[Stored records]
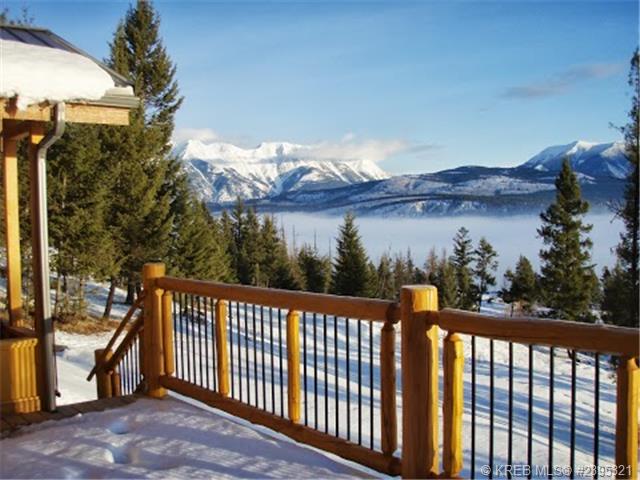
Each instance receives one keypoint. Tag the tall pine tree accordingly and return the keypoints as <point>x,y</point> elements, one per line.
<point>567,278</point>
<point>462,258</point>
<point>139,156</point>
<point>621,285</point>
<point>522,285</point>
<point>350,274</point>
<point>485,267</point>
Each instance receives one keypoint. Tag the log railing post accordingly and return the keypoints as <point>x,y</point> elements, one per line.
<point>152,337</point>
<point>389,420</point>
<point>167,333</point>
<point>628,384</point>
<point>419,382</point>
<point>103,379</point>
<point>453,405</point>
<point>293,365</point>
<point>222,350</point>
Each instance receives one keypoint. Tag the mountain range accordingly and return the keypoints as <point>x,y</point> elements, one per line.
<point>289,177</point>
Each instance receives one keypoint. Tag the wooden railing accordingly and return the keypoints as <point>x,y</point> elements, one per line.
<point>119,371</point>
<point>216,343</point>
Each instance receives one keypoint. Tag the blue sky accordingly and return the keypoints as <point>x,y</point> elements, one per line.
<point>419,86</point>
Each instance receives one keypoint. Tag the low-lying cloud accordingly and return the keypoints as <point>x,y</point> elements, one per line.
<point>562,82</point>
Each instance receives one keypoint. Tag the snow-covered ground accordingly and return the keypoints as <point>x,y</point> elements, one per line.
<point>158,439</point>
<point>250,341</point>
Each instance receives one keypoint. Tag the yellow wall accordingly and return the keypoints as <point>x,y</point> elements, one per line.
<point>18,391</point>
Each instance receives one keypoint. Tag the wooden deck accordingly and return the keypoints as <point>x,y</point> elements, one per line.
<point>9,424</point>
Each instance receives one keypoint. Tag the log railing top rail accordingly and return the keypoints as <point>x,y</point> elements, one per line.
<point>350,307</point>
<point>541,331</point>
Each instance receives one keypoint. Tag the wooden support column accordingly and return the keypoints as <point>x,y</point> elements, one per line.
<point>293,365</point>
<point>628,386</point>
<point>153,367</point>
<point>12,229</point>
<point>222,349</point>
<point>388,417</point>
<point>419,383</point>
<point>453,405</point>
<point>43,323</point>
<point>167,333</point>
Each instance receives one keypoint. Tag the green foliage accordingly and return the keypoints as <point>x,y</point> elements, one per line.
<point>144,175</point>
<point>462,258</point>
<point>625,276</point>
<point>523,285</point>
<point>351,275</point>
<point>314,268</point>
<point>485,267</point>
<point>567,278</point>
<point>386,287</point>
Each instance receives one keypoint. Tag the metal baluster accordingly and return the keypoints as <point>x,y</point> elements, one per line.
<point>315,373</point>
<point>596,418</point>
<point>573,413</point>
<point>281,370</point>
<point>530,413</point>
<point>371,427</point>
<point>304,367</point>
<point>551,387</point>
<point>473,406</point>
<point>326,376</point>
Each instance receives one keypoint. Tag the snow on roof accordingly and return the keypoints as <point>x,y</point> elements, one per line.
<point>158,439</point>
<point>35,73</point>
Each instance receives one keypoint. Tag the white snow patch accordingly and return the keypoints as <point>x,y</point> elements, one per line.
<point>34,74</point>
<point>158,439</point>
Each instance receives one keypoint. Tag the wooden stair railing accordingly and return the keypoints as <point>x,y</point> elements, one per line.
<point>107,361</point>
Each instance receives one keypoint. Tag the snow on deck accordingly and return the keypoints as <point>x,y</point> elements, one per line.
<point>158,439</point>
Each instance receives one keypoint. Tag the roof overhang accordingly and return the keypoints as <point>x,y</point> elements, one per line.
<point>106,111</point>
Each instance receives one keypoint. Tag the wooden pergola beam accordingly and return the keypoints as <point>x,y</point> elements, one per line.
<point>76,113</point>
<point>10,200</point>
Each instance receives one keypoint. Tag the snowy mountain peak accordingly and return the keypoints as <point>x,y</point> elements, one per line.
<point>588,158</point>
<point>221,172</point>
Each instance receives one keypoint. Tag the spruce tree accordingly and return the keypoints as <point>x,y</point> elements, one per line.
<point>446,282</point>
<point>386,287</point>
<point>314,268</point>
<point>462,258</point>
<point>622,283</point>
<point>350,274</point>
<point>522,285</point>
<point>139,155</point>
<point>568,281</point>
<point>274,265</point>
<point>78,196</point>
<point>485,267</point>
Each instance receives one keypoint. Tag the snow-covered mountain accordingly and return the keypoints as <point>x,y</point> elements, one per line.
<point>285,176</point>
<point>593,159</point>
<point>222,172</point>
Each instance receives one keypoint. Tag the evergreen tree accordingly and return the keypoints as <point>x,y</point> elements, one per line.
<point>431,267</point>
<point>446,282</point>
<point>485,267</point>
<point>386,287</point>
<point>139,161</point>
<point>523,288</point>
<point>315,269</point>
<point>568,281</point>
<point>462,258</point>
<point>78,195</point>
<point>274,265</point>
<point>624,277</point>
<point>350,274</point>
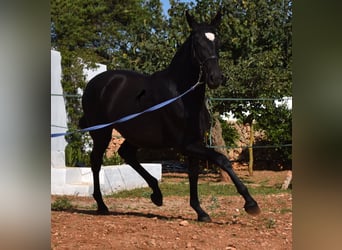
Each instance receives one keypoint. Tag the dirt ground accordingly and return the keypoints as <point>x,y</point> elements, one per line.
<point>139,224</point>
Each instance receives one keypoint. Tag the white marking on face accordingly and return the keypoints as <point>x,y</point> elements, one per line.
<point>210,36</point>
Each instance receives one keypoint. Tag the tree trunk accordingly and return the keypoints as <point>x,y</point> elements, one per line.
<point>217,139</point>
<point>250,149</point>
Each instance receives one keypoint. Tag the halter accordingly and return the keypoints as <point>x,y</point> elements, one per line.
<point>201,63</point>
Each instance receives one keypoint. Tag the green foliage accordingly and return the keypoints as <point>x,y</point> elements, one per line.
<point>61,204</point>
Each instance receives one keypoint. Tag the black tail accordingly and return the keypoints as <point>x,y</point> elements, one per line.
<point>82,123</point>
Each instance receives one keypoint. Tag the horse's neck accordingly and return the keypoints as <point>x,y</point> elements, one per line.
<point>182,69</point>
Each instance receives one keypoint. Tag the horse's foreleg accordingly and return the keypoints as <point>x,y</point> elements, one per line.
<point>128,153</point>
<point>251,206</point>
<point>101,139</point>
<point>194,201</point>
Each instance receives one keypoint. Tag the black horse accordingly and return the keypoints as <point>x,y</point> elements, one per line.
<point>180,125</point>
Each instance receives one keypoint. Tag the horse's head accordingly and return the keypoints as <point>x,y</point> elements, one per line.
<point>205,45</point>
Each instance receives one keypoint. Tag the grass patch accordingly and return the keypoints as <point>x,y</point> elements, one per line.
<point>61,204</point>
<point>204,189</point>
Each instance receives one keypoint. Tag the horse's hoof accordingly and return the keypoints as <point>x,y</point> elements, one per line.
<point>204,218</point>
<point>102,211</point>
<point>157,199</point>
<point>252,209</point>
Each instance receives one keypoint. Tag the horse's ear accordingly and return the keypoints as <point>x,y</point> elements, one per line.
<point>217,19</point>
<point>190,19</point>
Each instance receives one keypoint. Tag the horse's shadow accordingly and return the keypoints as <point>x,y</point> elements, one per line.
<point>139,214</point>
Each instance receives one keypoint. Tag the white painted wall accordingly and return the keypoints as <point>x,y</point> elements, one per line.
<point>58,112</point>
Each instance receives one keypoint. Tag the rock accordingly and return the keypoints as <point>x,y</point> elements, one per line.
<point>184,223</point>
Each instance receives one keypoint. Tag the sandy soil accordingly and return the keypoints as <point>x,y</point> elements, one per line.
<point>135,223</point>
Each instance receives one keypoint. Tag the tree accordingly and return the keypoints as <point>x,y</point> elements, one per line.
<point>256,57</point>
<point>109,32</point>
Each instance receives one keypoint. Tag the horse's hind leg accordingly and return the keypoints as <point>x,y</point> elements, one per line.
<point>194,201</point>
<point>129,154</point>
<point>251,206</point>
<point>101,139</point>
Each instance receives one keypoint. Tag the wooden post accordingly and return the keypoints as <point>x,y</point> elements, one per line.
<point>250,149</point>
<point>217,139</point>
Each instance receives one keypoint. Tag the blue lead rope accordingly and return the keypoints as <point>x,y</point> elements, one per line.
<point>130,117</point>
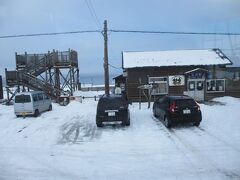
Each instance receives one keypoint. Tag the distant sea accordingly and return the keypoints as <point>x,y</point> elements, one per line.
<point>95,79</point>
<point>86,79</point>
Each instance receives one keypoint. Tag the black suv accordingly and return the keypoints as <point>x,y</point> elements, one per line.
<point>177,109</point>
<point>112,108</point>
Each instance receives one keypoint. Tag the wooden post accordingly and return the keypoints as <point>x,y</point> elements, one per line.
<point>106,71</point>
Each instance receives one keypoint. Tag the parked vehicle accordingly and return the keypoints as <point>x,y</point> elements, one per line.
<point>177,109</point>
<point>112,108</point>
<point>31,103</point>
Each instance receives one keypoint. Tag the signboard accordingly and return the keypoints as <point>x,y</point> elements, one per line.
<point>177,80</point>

● **Exercise prompt**: Reproduce the records from the line that has "Each instance receives one keypoint. Tag the horse's hoof" through the line that has "<point>190,19</point>", swapping "Tag" for "Mark" and changing nothing else.

● **Output for this exercise**:
Each instance receives one keypoint. Mark the horse's hoof accordingly and return the keypoints as <point>x,y</point> elements, one per line.
<point>204,218</point>
<point>102,211</point>
<point>157,199</point>
<point>252,209</point>
Each instance receives one keypoint. Mark the horse's ear accordingly and return the keypoints as <point>x,y</point> elements, one per line.
<point>217,19</point>
<point>190,19</point>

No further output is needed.